== Requisito ==
Reproduza na íntegra e sem nenhuma alteração o texto abaixo sobre a morte de Osama Bin Laden.

== Texto selecionado ==
- - - - - - -

A notícia do assassinato de Osama Bin Laden oferece um sinal a mais dentre os muitos que ilustram a profunda crise moral da “civilização ocidental e cristã” que os Estados Unidos dizem representar
Por Atilio A. Boron [04.05.2011 13h20]A notícia do assassinato de Osama Bin Laden oferece um sinal a mais dentre os muitos que ilustram a profunda crise moral da “civilização ocidental e cristã” que os Estados Unidos dizem representar. Para além da rejeição que nos provocava o personagem e seus métodos de luta, a natureza da operação levada a cabo pelos seals da Armada dos Estados Unidos é um ato de inqualificável barbárie perpetrado sob as ordens diretas de um personagem que com suas condutas cotidianas desonra a atribuição que lhe outorgou o Parlamento norueguês ao consagrá-lo como Prêmio Nobel da Paz do ano de 2009. De acordo com o estabelecido por Alfred Nobel em seu testamento esta distinção, devemos recordar, devia ser concedida “à pessoa que mais ou melhor trabalhou em favor da fraternidade entre as nações, a abolição ou redução dos exércitos existentes e a celebração e promoção de processos de paz.” O energúmeno que anunciou ao povo estadunidense a morte do líder da Al-Qaeda dizendo que “a justiça foi feita” é a antítese perfeita do estipulado por Nobel. Um comando operativo é o menos parecido ao devido processo, e lançar os restos de sua vítima ao mar para ocultar os vestígios do que se fez é ato próprio de mafiosos ou genocidas. O mínimo que deveria fazer o Parlamento norueguês é exigir que ele devolva o prêmio.

- - - - - - -

== Material fornecido ==
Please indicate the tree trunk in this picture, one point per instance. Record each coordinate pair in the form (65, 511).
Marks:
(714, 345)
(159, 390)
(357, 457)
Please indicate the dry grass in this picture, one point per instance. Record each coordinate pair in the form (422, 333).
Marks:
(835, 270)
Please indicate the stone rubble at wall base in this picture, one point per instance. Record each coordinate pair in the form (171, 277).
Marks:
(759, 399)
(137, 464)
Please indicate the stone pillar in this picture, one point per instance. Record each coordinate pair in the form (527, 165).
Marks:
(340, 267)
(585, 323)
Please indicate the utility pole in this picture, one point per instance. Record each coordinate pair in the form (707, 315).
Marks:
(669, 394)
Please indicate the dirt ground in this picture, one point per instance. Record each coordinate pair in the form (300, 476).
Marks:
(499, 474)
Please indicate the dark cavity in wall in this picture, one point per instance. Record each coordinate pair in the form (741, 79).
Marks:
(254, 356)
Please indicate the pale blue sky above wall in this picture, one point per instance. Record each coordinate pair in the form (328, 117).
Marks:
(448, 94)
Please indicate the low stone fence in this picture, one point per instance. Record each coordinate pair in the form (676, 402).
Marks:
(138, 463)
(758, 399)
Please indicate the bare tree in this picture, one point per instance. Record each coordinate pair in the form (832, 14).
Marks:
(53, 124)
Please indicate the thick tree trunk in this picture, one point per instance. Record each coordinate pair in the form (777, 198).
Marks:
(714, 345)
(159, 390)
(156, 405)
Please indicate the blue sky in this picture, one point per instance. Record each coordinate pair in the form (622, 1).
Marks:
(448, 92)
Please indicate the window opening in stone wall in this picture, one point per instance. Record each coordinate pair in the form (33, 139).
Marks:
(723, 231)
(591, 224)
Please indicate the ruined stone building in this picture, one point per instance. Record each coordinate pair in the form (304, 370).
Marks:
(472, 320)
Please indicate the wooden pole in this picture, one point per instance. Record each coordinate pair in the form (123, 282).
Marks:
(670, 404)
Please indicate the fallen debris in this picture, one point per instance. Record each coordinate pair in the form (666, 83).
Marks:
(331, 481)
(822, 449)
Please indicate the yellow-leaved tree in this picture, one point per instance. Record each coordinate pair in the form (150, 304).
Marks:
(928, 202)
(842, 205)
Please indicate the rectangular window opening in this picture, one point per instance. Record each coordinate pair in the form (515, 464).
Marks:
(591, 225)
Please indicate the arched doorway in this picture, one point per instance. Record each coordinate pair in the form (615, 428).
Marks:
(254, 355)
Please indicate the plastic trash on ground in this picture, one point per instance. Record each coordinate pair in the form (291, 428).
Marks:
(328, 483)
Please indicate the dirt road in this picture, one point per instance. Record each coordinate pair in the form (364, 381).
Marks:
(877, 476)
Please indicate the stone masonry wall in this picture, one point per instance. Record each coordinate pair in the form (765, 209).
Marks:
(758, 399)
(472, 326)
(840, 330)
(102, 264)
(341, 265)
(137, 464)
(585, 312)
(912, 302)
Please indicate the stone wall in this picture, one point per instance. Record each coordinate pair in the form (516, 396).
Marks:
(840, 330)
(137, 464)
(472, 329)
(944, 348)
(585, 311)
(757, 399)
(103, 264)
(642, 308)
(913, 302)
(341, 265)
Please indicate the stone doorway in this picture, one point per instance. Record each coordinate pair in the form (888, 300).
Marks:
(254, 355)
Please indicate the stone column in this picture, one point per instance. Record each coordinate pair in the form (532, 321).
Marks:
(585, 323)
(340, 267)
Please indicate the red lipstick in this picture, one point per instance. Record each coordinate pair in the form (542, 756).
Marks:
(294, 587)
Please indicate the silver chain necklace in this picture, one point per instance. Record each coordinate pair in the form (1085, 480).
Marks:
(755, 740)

- - - - - - -

== Solução ==
A notícia do assassinato de Osama Bin Laden oferece um sinal a mais dentre os muitos que ilustram a profunda crise moral da “civilização ocidental e cristã” que os Estados Unidos dizem representar
Por Atilio A. Boron [04.05.2011 13h20]A notícia do assassinato de Osama Bin Laden oferece um sinal a mais dentre os muitos que ilustram a profunda crise moral da “civilização ocidental e cristã” que os Estados Unidos dizem representar. Para além da rejeição que nos provocava o personagem e seus métodos de luta, a natureza da operação levada a cabo pelos seals da Armada dos Estados Unidos é um ato de inqualificável barbárie perpetrado sob as ordens diretas de um personagem que com suas condutas cotidianas desonra a atribuição que lhe outorgou o Parlamento norueguês ao consagrá-lo como Prêmio Nobel da Paz do ano de 2009. De acordo com o estabelecido por Alfred Nobel em seu testamento esta distinção, devemos recordar, devia ser concedida “à pessoa que mais ou melhor trabalhou em favor da fraternidade entre as nações, a abolição ou redução dos exércitos existentes e a celebração e promoção de processos de paz.” O energúmeno que anunciou ao povo estadunidense a morte do líder da Al-Qaeda dizendo que “a justiça foi feita” é a antítese perfeita do estipulado por Nobel. Um comando operativo é o menos parecido ao devido processo, e lançar os restos de sua vítima ao mar para ocultar os vestígios do que se fez é ato próprio de mafiosos ou genocidas. O mínimo que deveria fazer o Parlamento norueguês é exigir que ele devolva o prêmio.